● Selected excerpt
========================================================================

Reports to: [Project Manager / Operations Manager / Owner]
Employment type: [ ] Full-time [ ] Part-time
Salary range: $_____ to $_____ per year

ABOUT [COMPANY NAME]

[One or two sentences about your company: what you do, the team
the coordinator will join, and the kinds of projects you run.]

JOB SUMMARY

[Company Name] is hiring a Project Coordinator to keep our
projects on schedule and our teams informed. You will support
[the Project Manager / department leads] across ____ concurrent
projects: maintaining timelines, tracking action items, keeping
documentation current, and making sure the right people know the
right things at the right time. The role lives in [tools:
__] and succeeds on organization, follow-through,
and clear communication.

========================================================================

● Excerpts of pointing data
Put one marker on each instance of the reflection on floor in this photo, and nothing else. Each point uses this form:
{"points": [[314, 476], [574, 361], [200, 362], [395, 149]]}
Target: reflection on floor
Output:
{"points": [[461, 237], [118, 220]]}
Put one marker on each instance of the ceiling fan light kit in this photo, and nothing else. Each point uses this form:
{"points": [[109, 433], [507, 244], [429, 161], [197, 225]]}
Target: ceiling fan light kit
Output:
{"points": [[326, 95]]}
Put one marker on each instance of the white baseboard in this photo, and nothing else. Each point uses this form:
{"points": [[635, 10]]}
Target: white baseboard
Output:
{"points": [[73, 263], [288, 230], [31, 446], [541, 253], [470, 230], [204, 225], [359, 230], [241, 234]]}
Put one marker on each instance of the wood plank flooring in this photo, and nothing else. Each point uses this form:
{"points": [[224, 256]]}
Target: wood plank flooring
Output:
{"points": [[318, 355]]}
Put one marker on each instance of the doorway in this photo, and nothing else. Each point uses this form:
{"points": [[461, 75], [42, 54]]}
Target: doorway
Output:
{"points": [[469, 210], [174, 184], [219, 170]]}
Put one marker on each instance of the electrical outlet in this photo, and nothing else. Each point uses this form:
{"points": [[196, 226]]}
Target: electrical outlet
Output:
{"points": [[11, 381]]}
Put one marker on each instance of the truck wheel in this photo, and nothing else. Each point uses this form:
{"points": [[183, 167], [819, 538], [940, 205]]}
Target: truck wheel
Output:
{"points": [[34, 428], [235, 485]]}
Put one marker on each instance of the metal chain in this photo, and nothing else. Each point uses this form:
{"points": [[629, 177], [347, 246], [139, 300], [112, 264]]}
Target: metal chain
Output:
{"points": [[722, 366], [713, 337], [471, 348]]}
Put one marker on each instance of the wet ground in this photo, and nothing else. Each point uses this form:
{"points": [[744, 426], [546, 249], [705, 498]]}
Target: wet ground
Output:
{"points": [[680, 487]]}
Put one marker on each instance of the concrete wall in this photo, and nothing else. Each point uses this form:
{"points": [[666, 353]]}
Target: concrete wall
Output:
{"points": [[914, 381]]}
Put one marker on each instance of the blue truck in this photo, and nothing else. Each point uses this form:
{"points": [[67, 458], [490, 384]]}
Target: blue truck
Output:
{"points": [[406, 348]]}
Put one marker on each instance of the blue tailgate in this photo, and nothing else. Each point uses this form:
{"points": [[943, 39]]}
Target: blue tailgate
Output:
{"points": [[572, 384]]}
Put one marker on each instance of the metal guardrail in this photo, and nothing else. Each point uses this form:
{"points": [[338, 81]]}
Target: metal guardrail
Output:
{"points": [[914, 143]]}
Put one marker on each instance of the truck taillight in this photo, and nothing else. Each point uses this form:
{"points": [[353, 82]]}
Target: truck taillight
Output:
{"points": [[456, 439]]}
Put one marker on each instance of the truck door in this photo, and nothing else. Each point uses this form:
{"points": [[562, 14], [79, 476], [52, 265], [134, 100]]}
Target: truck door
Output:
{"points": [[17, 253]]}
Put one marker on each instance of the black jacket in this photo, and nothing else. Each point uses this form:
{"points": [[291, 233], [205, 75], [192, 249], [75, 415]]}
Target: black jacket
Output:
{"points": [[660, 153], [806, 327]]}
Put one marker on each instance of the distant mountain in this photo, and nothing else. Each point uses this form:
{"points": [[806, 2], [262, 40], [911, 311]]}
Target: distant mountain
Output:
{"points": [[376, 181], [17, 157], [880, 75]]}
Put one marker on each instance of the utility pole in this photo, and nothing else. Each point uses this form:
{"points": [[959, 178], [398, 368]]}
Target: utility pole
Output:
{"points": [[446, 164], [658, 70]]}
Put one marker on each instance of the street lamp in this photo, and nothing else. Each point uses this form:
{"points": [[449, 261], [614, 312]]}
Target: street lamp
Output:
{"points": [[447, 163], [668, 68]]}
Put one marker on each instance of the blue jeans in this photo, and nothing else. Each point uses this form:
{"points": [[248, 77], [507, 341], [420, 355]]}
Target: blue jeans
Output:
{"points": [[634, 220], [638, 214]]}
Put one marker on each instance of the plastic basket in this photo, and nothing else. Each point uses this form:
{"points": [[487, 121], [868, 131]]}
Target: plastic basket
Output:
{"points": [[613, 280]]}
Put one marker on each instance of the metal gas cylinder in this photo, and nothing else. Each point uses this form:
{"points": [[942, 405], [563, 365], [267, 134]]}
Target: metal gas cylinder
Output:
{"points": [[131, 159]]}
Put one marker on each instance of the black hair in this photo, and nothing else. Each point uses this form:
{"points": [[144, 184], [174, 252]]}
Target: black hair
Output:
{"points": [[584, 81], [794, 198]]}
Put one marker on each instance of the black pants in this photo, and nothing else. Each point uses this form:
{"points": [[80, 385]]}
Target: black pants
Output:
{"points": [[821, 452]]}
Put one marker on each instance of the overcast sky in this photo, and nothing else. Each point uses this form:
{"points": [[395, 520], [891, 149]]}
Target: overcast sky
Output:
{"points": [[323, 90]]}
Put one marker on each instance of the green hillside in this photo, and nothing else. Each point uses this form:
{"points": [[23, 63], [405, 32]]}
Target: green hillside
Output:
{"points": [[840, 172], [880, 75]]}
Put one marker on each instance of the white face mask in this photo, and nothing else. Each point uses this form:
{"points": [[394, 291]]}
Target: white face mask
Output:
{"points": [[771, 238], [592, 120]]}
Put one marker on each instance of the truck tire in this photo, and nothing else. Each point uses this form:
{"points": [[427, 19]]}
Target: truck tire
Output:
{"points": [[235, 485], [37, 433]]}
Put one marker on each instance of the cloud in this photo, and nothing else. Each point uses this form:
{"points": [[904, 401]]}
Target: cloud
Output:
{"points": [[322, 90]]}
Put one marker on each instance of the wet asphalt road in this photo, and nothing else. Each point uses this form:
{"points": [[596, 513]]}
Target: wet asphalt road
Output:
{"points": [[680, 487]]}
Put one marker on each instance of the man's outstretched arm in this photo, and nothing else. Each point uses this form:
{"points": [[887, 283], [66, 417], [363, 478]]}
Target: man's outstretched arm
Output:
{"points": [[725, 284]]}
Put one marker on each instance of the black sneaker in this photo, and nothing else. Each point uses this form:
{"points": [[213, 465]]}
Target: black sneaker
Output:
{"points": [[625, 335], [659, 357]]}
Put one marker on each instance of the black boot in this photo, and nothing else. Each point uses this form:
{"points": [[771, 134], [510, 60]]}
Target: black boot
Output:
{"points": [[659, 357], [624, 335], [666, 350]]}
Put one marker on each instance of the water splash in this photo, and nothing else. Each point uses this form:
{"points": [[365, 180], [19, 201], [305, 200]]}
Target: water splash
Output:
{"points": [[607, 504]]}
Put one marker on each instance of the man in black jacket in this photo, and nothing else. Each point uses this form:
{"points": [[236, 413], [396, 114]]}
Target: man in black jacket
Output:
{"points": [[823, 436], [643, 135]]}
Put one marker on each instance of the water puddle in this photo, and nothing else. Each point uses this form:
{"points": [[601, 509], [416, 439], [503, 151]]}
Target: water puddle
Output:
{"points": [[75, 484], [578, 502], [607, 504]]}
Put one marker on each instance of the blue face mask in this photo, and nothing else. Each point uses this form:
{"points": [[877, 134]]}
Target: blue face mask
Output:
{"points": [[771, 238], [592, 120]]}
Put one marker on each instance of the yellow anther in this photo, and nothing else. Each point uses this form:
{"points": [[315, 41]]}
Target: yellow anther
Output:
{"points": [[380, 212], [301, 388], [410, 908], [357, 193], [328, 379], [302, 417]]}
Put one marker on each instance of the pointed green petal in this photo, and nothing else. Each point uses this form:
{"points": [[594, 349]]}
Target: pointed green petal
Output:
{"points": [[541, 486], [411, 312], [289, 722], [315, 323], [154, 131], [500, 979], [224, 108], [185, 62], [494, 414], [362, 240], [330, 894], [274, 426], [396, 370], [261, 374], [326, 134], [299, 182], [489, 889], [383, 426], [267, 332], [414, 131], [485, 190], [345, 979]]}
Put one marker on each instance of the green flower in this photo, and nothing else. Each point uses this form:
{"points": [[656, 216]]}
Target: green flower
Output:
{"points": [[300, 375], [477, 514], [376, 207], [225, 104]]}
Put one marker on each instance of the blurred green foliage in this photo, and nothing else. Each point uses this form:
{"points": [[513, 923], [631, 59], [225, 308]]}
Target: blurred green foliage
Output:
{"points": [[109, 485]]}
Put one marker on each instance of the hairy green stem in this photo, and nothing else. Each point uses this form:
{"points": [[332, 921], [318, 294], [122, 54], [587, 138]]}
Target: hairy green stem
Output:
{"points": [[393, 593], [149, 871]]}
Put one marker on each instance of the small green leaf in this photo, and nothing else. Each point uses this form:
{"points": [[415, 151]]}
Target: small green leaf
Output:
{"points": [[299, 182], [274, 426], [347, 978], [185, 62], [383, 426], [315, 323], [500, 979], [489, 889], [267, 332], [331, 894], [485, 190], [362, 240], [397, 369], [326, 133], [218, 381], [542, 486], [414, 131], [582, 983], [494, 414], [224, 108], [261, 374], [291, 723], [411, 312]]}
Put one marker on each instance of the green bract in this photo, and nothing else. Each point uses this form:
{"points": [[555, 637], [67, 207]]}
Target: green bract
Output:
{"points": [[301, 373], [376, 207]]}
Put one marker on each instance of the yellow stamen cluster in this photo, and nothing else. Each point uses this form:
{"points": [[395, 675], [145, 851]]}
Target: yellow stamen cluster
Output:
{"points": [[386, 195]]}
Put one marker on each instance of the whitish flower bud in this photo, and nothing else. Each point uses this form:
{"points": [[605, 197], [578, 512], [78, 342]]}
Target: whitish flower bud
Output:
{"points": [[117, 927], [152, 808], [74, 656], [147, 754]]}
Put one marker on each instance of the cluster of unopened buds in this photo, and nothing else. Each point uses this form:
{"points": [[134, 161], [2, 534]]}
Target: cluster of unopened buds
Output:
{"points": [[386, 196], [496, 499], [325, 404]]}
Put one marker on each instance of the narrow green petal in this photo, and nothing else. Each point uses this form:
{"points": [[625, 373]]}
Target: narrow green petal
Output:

========================================================================

● Task details
According to the job description template, on what qualities does the Project Coordinator role succeed? The data were taken from a source separate from the job description template.

● Exercise answer
Organization, follow-through, and clear communication.